▶ _REQUIREMENTS_:
Reproduce every one of the rows below verbatim, without any alteration.

[Named object pointing entries]
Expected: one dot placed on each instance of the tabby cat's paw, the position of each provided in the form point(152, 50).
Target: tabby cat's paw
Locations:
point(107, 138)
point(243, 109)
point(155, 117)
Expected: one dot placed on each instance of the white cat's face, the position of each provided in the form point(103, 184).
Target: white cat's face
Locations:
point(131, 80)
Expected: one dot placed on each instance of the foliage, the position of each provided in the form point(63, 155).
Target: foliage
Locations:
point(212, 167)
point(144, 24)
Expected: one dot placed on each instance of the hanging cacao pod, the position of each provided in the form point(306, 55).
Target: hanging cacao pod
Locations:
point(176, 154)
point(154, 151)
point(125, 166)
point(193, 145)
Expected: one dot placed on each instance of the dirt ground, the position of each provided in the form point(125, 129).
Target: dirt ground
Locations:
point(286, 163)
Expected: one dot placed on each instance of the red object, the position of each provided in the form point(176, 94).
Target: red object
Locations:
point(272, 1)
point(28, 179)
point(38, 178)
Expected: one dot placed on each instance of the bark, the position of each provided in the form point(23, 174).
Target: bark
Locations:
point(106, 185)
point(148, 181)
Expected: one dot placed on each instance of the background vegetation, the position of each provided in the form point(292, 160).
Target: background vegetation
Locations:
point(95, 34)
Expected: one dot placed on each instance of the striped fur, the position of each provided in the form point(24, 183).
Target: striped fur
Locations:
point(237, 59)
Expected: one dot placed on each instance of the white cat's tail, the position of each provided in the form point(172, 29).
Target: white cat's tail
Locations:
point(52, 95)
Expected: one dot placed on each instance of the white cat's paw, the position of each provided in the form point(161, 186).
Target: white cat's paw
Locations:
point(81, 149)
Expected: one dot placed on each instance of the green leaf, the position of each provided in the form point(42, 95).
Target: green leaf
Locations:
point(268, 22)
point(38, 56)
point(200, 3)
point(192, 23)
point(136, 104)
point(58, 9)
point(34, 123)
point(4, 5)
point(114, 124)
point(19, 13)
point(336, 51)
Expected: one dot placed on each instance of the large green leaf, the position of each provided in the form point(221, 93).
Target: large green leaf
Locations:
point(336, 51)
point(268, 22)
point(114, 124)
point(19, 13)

▶ _RESULT FOR THIS TASK_:
Expected: one dot placed on each instance of the tabby cat's paw, the position of each provided in the form point(152, 50).
Target: tabby cat's paw
Locations:
point(107, 138)
point(243, 109)
point(155, 117)
Expected: one dot placed on each instance of the white cat's face, the position of each provided in the form point(103, 184).
Target: white cat's face
Locations:
point(131, 80)
Expected: one dot placed on each instance of the foliage, the position of each provided in the form point(63, 155).
Target: foliage
Locations:
point(212, 167)
point(144, 24)
Expected: one dot placed on each instance of the hanging cacao pod, the position of each provided in the form point(306, 55).
Target: hanging cacao pod
Locations:
point(176, 154)
point(154, 151)
point(125, 166)
point(193, 145)
Expected: one dot placed on each instance of the dirt ground, the position of each provided in the form point(125, 129).
Target: dirt ground
Locations:
point(286, 163)
Expected: one dot placed on each instance of the red object, the position of each provided in the form point(176, 94).
Target: red object
Locations:
point(272, 1)
point(28, 179)
point(38, 178)
Expected: one dot placed on each instance of the bark, the position of each provided in the form point(23, 174).
Target: bark
Locations:
point(106, 185)
point(148, 181)
Expected: one dot placed on each instance of the background vegetation, the position of each provided in the form point(292, 160).
Target: background vegetation
Locations:
point(95, 34)
Expected: one dot placed on each instance of the striped fur, the position of each provided in the form point(24, 183).
Target: striped fur
Locations:
point(237, 59)
Expected: one dot placed on each instance of the white cat's tail, the position of each provided in the form point(172, 29).
Target: white cat's tail
Locations:
point(52, 95)
Expected: one dot placed on each instance of the white cat's paw, the position of each provided in the form point(161, 186).
Target: white cat's paw
Locations:
point(81, 149)
Expected: one dot placed on each instance of the green leaf, the position of each provided in the form point(42, 95).
Target: green leaf
Locations:
point(268, 22)
point(38, 56)
point(200, 3)
point(192, 23)
point(136, 104)
point(58, 9)
point(34, 123)
point(4, 5)
point(114, 124)
point(19, 13)
point(336, 51)
Expected: one dot placed on each instance of the large green leaf, the position of each provided in the form point(221, 93).
Target: large green leaf
Locations:
point(336, 51)
point(268, 22)
point(114, 124)
point(19, 13)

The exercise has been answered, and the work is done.